-- QUOTED PASSAGE follows --
Whenever I try to explain my sister to anyone, I inevitably tell them I wish they could have met her. It’s a sentence steeped in meaning, as everything feels like it is lately.
I wish you could have met her… because that would mean she is still alive. And no matter how much time I put between me and the transition from Before to After, I cannot let go of the part of me that wants to inhabit a magical place where my bargaining and pleading will change the simple biological fact that her body stopped, her self-driven narrative ended.
I wish you could have met her… because I do a mediocre job capturing her with my words. People are such complex creatures, aren’t we? Layers upon layers of context and history and whim and mystery. Everything I can think to say falls flat. A single sentence needs another seventy just to try to give it the shape it deserves.
-- QUOTED PASSAGE concluded --
Carry on the essay above about missing a sister who has died, starting right after its last sentence.
-- GIVEN INFORMATION follows --
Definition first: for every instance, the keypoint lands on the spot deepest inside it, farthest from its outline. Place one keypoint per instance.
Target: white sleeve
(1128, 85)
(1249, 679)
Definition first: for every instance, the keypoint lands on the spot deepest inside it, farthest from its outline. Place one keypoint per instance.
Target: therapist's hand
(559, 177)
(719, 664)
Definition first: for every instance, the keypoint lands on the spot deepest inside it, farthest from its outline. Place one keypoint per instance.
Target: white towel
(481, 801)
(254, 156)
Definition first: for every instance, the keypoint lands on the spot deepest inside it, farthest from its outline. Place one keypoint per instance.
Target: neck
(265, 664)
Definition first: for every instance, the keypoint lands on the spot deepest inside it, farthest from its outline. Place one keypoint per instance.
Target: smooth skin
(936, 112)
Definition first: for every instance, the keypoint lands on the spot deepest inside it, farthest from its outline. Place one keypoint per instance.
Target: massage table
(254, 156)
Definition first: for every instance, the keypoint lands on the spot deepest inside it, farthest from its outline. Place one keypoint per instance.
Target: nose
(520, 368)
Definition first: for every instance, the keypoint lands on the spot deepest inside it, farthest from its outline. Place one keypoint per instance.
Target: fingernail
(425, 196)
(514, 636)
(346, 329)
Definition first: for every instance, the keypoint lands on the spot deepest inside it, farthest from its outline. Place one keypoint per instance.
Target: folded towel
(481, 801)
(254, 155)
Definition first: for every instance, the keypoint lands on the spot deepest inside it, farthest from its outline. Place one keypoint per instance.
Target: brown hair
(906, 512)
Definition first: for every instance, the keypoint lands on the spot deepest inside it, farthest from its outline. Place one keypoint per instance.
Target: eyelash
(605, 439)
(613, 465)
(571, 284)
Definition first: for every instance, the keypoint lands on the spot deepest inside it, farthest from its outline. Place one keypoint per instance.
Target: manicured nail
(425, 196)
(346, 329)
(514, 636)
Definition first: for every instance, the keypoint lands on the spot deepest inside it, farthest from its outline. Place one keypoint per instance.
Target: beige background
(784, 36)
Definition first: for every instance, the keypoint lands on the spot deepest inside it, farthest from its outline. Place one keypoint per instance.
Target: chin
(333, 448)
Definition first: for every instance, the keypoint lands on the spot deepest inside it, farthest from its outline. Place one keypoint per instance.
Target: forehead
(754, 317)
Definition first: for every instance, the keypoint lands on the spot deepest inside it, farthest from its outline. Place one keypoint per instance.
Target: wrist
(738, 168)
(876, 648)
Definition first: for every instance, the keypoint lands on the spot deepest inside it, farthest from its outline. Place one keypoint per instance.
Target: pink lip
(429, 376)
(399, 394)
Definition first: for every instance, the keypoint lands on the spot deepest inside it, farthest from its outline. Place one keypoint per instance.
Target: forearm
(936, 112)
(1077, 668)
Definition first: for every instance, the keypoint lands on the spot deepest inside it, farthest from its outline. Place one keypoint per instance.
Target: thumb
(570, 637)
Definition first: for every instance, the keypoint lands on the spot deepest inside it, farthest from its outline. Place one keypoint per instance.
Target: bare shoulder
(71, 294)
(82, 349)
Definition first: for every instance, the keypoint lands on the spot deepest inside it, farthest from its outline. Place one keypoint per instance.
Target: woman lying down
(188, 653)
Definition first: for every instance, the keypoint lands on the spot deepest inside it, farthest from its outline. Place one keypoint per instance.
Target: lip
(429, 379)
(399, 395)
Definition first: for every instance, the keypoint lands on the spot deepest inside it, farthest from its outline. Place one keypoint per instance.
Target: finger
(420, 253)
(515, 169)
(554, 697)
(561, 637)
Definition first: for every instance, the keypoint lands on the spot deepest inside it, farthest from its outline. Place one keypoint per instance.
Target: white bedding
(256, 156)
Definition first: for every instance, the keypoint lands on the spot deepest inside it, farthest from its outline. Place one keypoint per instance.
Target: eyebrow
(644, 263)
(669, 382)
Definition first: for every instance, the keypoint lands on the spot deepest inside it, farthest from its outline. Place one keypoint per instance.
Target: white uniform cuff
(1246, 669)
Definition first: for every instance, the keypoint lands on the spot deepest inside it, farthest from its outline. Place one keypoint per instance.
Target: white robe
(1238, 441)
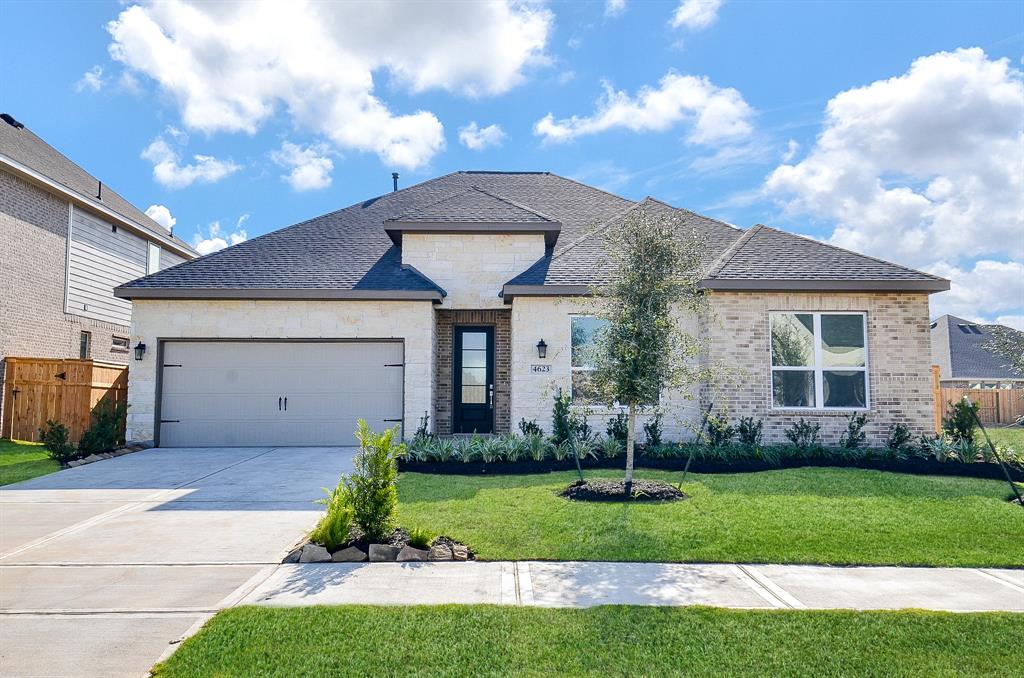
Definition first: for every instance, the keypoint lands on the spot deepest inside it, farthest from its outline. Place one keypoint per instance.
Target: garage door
(224, 393)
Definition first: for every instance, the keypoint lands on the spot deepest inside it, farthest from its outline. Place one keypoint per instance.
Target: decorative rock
(383, 552)
(314, 553)
(351, 554)
(409, 554)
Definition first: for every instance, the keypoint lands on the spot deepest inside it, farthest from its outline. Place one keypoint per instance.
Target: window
(583, 330)
(84, 345)
(819, 361)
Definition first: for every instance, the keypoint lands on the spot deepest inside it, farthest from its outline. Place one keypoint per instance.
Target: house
(965, 362)
(68, 242)
(465, 299)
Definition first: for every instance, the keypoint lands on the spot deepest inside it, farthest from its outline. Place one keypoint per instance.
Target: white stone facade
(160, 320)
(471, 267)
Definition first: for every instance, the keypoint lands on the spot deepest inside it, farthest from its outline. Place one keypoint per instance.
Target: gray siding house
(68, 242)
-- GIVEN INFORMATION concluded --
ANSWER FOR THIS EXERCISE —
I wish you could have met her… because the fact that you can’t means I am stepping even further into the rest of my future as the sibling left behind. You’re in my life and she isn’t. It’s a bittersweet tradeoff to welcome new people into my life knowing that the list is an involuntary revolving door. There’s not just gain, there’s loss.
I wish you could have met her… because now it’s up to your conjecture, based on imperfect information, you understanding of me and the shape I’ve had to become healing over the gaping emptiness her death left inside me. I think it would be easier to understand me as I am now if you knew her as she was.